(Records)
(begin)
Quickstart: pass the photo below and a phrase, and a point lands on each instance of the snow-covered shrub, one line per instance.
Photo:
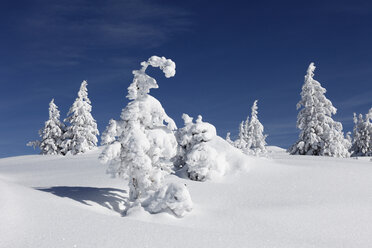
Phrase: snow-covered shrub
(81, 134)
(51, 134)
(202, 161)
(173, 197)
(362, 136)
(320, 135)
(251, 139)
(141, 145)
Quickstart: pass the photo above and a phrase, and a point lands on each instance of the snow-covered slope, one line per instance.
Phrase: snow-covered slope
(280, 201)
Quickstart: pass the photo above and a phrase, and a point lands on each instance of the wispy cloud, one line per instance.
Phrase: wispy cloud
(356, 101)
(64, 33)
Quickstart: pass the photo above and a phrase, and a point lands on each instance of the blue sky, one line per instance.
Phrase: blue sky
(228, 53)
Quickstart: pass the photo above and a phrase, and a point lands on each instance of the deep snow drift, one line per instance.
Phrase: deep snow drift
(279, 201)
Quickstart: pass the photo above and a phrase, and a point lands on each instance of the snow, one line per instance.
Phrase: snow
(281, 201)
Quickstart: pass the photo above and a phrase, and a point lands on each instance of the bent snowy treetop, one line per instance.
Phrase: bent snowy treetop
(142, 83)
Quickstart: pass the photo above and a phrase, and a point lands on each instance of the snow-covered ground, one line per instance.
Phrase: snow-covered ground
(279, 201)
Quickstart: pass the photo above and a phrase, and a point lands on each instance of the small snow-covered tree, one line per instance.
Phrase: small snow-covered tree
(end)
(begin)
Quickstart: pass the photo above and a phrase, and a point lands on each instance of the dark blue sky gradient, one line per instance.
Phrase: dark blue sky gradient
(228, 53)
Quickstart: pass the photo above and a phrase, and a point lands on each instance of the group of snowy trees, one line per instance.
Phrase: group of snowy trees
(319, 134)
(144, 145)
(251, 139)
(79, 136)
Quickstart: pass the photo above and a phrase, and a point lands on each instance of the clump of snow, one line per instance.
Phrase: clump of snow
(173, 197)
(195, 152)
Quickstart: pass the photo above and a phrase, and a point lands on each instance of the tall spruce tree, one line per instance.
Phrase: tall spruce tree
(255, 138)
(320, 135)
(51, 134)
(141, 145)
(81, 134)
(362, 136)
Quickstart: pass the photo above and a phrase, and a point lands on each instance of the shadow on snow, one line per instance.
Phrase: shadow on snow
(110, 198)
(end)
> [The request]
Rewrite the rows between the lines holding "cloud, one line per instance." and "Phrase: small snow-covered tree", inclusive, substituting "Usage" for "Quickstart" and leaving everything else unchanged.

> [Correct response]
Usage: pass the photo above and a phrase, and a point lands on each instance of the wispy cloud, one line per instance.
Phrase: wispy cloud
(356, 101)
(64, 33)
Usage: pass the photo above and a phrase, and a point lands on each instance of the blue sky, one line per instance.
Phrase: blue sky
(228, 53)
Usage: pass the photo above and a phrase, and a point lands on each instance of the deep snow drift, one line per instance.
Phrase: deep snow drift
(279, 201)
Usage: pass the photo above and a phrase, and a point lands on each instance of the snow, one line per instance.
Phrase: snow
(281, 201)
Usage: pass the photo above and a phrase, and a point lands on each instance of the bent snowy treetop, one line per instance.
Phrase: bent snowy treetop
(142, 83)
Usage: pass the photo above and a phrase, and a point lands on each instance of the snow-covered ground, one line per instance.
Phrase: snow-covered ground
(279, 201)
Usage: pass the photo above and a phrase, and a point lands on each instance of the small snow-covered tree, one line per instance.
Phrase: small snow-covered tree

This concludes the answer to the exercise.